C'est le récit de la vie de ce militant révolutionnaire pour qui le concept de lutte de classe n'est pas qu'une idée. Né d'un père communiste qui n'accepte pas son engagement trotskyste, très jeune engagé auprès des jeunesses communistes (dont il sera exclu par
Henri Weber pour avoir lu "le révolution trahie" de Trotsky) il s'engage finalement auprès de Voix Ouvrière en 1962 (le précédent nom de
Lutte Ouvrière). le livre nous raconte ses principaux combats, d'Ideal Standard à Girosteel en 1969 et 1972 , il est alors à la CFDT contestataire de l'après 1968. Puis, de 1982 à 1995, c'est dans les usines de Chausson et Continental de 2009 à 2016 ( il y intervient de l'extérieur) à Creil ( dans l'Oise) qu'il sera à la direction des comités de grève ou de lutte défensives lors de fermetures d'usines.
Ce récit nous explique les difficultés de militer dans les entreprises : pour un révolutionnaire, se confronter au patronat est une évidence. Mais il faut en permanence lutter contre les appateils syndicaux (il sera exclu de la CFDT, de la CGT) qui protègent leurs intérêts boutiquiers et vendent la peau des travailleurs en négociant sur les solutions patronales ( c'est le syndicalisme de proposition qu'Edmond Maire avait institué la CFDT et que reprend peu a peu la CGT.).
Quand la CGT était pieds et poings liés au Parti Communiste Français, cette lutte allait jusqu'au menace et attaques physiques (les procédés staliniens étaient encore d'actualité).
A Chausson, il nous explique pourquoi il dût créer un nouveau syndicat, le Syndicat Démocratique Chausson (SDC).
Dans les épisodes de lutte de Continental et Affinal , il nous raconte aussi les collusions du pouvoir d'Etat (de gauche ou de droite) avec le patronat, et dénonce les yeux fermés de la justice quand les intérêts des puissants sont mis en jeu.

■ Exercice proposé A: Recopiez le passage du texte sur le militant révolutionnaire qui va de « Quand la CGT » à « mis en jeu. ».

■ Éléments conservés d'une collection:
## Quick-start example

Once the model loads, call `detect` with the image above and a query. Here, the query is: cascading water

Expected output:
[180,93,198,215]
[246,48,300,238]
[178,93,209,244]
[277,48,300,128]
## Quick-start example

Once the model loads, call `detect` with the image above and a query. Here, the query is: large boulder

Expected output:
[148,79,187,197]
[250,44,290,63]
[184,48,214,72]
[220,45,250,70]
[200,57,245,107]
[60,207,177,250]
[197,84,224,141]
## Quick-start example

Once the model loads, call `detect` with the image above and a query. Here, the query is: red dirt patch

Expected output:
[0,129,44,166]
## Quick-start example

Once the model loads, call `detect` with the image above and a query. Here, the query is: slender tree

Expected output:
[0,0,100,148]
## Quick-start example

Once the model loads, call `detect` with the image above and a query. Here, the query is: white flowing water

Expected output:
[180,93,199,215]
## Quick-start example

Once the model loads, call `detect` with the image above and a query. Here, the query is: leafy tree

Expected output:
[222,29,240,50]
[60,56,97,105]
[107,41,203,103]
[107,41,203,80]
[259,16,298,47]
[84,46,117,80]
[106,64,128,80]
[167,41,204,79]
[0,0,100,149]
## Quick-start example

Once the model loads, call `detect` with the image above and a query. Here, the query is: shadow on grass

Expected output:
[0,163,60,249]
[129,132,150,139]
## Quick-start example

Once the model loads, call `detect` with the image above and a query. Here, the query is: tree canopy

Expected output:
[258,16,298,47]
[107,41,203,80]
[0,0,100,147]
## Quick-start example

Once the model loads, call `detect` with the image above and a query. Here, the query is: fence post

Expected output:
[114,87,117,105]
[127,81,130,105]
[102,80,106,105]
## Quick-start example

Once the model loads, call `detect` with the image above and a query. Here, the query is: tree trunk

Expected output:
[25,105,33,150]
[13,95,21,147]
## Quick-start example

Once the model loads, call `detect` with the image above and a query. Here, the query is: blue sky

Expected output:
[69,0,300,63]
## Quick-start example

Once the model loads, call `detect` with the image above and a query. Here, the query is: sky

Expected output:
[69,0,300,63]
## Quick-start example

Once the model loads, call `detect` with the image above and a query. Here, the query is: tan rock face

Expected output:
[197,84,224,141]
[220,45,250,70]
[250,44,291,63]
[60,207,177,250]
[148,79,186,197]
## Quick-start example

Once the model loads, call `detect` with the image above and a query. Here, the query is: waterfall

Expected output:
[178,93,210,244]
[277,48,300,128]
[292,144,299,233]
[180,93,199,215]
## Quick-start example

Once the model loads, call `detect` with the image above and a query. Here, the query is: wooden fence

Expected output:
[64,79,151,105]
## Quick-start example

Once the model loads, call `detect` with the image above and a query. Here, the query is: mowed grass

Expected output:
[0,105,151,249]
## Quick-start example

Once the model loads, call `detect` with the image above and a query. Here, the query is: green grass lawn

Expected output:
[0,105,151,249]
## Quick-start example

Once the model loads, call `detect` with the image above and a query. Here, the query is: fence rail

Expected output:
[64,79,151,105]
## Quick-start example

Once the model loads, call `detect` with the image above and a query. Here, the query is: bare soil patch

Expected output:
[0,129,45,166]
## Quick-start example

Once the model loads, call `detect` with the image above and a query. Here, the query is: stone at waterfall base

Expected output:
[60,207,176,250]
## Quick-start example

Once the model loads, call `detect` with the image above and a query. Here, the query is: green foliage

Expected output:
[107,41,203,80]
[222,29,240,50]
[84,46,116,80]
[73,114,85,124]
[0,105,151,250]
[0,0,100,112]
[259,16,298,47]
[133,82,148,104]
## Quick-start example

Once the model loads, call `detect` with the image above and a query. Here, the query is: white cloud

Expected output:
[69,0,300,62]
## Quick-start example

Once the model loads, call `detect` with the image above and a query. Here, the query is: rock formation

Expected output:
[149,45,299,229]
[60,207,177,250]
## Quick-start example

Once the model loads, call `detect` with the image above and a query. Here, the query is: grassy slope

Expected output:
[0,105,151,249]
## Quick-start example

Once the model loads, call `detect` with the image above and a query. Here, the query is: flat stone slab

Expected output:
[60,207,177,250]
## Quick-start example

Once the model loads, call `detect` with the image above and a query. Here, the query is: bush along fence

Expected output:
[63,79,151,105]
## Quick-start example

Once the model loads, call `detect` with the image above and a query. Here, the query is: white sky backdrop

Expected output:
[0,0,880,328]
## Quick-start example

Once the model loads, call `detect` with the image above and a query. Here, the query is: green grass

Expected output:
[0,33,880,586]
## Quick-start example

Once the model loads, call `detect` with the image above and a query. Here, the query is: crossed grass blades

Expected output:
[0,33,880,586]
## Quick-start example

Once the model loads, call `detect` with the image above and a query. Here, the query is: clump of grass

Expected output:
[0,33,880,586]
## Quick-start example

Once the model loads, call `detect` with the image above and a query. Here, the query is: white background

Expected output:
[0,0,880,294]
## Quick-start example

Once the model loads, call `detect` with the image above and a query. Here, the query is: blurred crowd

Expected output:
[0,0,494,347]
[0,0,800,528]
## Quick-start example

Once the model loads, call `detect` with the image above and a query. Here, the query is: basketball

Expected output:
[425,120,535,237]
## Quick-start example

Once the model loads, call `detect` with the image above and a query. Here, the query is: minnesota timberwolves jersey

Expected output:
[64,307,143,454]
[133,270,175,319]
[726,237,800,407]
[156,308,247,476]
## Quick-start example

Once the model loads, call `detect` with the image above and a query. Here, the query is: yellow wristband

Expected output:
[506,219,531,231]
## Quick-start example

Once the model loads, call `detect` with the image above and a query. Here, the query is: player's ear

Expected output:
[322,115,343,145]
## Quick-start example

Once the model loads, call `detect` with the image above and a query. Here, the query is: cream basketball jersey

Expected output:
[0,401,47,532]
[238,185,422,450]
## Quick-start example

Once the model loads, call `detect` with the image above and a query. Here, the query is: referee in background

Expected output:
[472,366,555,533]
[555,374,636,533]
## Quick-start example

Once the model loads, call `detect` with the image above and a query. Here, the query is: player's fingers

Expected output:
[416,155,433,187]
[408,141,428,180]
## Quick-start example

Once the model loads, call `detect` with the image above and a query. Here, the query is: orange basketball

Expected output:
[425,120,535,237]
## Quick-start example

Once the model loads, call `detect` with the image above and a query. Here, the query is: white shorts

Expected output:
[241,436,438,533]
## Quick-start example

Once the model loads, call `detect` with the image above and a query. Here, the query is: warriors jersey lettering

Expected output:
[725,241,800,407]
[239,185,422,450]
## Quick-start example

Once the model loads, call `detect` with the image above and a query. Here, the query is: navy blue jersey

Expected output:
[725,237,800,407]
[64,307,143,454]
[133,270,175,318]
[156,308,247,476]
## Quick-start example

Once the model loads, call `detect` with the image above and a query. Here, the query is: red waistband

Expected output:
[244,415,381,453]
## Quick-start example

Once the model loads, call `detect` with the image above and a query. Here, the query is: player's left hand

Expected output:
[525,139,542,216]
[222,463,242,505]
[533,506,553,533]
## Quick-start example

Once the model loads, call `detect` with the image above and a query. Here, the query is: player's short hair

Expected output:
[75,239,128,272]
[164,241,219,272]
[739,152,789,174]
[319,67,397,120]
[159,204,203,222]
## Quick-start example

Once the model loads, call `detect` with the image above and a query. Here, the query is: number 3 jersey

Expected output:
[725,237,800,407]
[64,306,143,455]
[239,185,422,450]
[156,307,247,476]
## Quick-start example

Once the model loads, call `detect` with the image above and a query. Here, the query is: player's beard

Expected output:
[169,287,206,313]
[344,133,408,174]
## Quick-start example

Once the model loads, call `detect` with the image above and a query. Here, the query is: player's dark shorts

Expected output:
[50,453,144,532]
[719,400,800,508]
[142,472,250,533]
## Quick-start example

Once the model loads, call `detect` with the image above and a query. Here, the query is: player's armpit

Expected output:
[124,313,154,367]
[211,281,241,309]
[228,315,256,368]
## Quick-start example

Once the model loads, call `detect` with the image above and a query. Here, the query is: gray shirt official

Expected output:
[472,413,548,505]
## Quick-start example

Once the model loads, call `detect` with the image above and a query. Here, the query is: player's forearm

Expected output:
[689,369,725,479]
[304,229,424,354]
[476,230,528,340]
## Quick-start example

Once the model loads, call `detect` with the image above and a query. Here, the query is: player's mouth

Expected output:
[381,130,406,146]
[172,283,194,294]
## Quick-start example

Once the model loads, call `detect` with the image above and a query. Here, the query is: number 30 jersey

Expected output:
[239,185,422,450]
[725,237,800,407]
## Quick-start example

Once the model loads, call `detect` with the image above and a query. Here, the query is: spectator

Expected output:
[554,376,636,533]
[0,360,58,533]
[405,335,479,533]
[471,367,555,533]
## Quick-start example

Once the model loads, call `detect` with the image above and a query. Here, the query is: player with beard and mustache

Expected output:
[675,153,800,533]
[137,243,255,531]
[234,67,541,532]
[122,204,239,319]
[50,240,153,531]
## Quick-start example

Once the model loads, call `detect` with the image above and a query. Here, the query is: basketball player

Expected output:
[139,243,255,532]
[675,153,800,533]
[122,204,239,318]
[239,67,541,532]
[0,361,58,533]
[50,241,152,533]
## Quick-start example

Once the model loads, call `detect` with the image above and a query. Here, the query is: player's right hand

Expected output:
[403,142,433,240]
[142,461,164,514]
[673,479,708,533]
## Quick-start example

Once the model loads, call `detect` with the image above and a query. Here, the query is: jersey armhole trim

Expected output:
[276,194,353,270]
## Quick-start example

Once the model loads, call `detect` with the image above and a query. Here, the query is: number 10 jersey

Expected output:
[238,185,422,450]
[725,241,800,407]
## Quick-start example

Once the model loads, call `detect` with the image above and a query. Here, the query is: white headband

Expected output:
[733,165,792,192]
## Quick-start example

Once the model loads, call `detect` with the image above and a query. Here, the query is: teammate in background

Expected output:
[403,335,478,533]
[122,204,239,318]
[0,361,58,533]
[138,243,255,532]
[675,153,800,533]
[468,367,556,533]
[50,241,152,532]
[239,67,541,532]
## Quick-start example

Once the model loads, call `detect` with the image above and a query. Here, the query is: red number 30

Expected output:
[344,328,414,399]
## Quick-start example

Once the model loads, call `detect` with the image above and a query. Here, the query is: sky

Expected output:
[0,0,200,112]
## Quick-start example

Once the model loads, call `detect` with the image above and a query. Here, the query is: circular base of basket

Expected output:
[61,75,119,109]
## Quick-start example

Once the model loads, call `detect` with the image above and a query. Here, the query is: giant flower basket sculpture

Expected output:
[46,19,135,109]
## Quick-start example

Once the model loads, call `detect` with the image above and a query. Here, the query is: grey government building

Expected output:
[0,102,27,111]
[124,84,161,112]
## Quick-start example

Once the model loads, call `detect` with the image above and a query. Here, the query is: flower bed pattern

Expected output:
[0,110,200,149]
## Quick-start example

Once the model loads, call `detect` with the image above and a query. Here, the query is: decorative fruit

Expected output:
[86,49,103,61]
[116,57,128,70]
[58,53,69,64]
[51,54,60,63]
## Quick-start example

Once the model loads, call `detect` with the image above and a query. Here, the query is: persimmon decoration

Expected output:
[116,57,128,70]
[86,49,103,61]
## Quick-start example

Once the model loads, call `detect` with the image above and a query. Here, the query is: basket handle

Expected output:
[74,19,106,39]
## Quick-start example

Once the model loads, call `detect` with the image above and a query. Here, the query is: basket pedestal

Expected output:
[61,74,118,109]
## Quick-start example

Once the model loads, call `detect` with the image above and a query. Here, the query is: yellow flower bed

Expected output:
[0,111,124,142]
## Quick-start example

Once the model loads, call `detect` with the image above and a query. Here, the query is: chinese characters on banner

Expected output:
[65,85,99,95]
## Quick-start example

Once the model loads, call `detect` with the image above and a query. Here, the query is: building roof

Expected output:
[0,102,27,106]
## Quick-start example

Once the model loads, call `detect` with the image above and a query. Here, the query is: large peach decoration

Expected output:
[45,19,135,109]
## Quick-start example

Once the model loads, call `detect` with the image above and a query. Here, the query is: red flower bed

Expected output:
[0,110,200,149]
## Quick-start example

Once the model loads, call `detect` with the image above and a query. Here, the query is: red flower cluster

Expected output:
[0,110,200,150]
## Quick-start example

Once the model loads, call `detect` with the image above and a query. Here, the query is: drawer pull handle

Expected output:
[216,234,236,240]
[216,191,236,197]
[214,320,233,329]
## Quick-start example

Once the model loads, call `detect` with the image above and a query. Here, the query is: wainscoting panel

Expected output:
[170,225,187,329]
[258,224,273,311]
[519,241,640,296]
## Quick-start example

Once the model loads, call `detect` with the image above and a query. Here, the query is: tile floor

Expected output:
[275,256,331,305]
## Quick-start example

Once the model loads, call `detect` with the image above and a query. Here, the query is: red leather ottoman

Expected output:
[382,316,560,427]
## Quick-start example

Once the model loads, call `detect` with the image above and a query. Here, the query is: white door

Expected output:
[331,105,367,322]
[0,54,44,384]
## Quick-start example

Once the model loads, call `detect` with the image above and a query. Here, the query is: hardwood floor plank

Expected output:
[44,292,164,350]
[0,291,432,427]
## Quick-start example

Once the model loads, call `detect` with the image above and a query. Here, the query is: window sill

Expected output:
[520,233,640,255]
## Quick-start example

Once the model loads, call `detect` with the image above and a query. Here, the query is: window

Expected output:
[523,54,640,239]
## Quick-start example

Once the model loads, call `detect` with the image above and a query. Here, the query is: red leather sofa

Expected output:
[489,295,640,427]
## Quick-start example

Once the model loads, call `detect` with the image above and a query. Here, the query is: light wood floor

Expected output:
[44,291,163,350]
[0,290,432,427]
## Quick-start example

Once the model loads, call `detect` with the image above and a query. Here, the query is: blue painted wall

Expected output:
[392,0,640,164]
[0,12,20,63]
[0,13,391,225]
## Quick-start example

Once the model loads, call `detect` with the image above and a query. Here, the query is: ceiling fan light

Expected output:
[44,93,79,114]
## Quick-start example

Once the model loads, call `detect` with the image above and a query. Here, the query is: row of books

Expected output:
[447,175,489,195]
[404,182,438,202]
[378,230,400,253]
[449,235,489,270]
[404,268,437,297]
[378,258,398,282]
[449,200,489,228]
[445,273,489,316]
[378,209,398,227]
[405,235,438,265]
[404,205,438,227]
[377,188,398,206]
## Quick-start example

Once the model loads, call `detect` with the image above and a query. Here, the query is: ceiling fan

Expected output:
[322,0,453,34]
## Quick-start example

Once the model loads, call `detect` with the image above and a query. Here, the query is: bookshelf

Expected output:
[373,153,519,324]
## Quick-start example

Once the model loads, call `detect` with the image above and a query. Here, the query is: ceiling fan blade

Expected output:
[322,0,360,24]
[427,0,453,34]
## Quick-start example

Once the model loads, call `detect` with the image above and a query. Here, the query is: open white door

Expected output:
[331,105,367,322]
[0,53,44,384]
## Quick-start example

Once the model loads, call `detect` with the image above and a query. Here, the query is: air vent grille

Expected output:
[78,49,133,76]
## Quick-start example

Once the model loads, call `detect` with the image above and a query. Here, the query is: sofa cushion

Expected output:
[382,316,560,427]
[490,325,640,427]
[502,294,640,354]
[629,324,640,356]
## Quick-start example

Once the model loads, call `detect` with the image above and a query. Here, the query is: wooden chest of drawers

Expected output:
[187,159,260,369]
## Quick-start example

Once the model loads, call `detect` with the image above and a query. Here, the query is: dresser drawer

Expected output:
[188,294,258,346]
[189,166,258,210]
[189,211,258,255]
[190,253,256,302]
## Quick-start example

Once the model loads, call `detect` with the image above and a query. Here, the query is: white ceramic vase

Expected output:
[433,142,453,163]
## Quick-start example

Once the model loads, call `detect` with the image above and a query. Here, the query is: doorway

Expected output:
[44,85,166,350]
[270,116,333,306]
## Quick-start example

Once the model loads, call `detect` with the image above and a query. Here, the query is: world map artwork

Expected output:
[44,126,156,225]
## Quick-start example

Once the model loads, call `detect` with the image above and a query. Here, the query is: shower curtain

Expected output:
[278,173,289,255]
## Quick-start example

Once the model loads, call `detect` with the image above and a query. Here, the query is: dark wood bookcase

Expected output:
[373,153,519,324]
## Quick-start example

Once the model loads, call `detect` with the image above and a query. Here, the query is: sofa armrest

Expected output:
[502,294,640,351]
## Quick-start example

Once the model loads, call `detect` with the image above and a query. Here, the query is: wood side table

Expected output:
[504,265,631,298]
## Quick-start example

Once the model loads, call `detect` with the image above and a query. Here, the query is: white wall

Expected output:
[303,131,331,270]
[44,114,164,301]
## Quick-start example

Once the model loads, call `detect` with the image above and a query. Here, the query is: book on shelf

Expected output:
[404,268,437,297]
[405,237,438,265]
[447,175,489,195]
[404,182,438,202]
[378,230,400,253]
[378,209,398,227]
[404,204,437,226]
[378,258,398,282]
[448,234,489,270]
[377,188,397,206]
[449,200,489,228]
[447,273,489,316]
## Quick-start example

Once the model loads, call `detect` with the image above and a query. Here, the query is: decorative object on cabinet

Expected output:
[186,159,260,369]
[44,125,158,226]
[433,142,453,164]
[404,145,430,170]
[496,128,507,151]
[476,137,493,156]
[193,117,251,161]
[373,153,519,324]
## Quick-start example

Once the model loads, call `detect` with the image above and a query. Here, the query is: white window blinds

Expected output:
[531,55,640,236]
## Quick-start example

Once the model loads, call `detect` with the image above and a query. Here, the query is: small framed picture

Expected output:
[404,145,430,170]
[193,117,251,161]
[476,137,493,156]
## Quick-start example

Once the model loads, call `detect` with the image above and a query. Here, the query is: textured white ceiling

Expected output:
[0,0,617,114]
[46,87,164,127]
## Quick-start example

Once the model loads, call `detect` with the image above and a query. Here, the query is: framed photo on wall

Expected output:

■ Exercice proposé B: Réécrivez le listing depuis son début jusqu'à la ligne contenant « [0,129,44,166] » comprise, consignes incluses, en augmentant de 77 chaque coordonnée des cadres de délimitation.

■ Solution proposée A:
Quand la CGT était pieds et poings liés au Parti Communiste Français, cette lutte allait jusqu'au menace et attaques physiques (les procédés staliniens étaient encore d'actualité).
A Chausson, il nous explique pourquoi il dût créer un nouveau syndicat, le Syndicat Démocratique Chausson (SDC).
Dans les épisodes de lutte de Continental et Affinal , il nous raconte aussi les collusions du pouvoir d'Etat (de gauche ou de droite) avec le patronat, et dénonce les yeux fermés de la justice quand les intérêts des puissants sont mis en jeu.

■ Solution proposée B:
## Quick-start example

Once the model loads, call `detect` with the image above and a query. Here, the query is: cascading water

Expected output:
[257,170,275,292]
[323,125,377,315]
[255,170,286,321]
[354,125,377,205]
## Quick-start example

Once the model loads, call `detect` with the image above and a query. Here, the query is: large boulder

Expected output:
[225,156,264,274]
[327,121,367,140]
[261,125,291,149]
[297,122,327,147]
[277,134,322,184]
[137,284,254,327]
[274,161,301,218]
## Quick-start example

Once the model loads, call `detect` with the image above and a query. Here, the query is: red dirt patch

Expected output:
[77,206,121,243]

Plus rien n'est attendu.